MATERIAL PROVIDED
________________

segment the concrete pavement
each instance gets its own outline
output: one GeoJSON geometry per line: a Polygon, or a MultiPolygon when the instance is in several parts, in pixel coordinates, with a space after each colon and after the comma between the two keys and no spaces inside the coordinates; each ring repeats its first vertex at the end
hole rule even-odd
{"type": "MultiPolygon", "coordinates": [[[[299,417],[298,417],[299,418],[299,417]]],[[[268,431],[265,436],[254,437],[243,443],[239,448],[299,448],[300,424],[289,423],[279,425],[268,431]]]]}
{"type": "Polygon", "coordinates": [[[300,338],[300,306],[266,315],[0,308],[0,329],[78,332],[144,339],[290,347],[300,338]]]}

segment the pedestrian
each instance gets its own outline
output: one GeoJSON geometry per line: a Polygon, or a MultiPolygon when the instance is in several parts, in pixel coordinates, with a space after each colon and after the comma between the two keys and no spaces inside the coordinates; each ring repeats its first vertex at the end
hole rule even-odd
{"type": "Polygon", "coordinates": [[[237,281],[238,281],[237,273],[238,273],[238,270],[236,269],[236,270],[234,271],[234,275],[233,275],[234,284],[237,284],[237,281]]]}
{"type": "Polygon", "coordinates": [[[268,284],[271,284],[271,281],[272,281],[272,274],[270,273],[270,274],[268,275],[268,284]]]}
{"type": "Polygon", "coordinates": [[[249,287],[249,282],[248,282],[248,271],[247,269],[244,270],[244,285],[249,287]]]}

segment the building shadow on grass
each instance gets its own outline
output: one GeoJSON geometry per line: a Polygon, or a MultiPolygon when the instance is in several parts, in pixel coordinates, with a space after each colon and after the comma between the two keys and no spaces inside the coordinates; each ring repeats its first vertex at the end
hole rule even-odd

________________

WHAT IS BEING ASKED
Without changing a single character, write out all of the entries.

RESPONSE FOR THIS EXERCISE
segment the concrete pavement
each instance gets its own outline
output: one GeoJSON geometry per line: a Polygon, or a MultiPolygon when the instance is in several parts, in pixel coordinates, with a space after each colon and after the comma between the two keys and no spaces inside the coordinates; each ring repeats its first vertex at the end
hole rule even-odd
{"type": "MultiPolygon", "coordinates": [[[[299,417],[298,417],[299,418],[299,417]]],[[[268,431],[265,436],[254,437],[243,443],[239,448],[299,448],[300,424],[289,423],[279,425],[268,431]]]]}
{"type": "Polygon", "coordinates": [[[300,338],[300,306],[266,315],[0,308],[0,329],[78,332],[144,339],[290,347],[300,338]]]}

segment the pedestrian
each instance gets its own outline
output: one GeoJSON geometry per line: a Polygon, or a MultiPolygon when the instance is in several parts, in pixel coordinates, with a space after each colon and after the comma between the two keys and no spaces inside the coordinates; each ring repeats its first vertex at the end
hole rule even-odd
{"type": "Polygon", "coordinates": [[[237,281],[238,281],[237,273],[238,273],[238,270],[236,269],[236,270],[234,271],[234,275],[233,275],[234,284],[237,284],[237,281]]]}
{"type": "Polygon", "coordinates": [[[268,284],[271,284],[271,281],[272,281],[272,274],[270,273],[270,274],[268,275],[268,284]]]}
{"type": "Polygon", "coordinates": [[[249,287],[249,282],[248,282],[248,271],[247,269],[244,270],[244,285],[249,287]]]}

segment the building shadow on grass
each instance gets its own outline
output: one GeoJSON geometry per line: a Polygon, or a MultiPolygon when the instance is in several parts, in pixel coordinates, with a space after each colon and after the comma between the two keys and no spaces inside the coordinates; each ring repeats its first vertex at the end
hole rule even-odd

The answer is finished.